[Data records — start]

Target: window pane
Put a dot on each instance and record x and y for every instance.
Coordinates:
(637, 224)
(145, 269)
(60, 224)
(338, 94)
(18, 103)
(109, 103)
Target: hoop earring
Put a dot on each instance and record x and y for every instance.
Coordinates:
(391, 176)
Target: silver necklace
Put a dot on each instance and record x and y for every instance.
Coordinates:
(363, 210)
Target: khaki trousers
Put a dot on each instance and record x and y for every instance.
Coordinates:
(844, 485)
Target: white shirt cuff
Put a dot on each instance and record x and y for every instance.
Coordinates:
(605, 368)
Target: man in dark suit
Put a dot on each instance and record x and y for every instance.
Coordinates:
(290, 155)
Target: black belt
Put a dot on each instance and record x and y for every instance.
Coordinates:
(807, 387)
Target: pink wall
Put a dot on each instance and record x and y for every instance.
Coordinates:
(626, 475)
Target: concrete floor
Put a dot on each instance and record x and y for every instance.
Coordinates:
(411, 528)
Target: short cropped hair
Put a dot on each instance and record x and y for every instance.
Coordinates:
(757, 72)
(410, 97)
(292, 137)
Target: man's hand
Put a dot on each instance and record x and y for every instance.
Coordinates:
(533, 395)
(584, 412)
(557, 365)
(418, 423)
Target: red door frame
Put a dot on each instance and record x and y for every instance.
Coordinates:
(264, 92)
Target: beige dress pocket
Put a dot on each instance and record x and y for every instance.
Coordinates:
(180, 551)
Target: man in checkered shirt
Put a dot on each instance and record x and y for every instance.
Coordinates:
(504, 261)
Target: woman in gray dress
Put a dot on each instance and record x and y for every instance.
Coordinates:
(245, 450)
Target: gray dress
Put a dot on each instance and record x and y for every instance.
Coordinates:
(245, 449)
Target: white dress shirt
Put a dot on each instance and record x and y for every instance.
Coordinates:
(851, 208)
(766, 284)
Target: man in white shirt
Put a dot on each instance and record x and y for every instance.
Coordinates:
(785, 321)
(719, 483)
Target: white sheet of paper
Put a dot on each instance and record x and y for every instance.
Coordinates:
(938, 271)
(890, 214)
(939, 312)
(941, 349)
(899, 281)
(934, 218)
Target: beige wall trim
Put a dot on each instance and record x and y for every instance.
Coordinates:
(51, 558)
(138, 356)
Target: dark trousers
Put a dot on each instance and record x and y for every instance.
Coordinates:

[Data records — finish]

Directions -> Read the listing. Report every line that includes the word "white".

Solution to this task ->
Target: white shirt cuff
Target: white dress shirt
Target: man in white shirt
Target: white sheet of paper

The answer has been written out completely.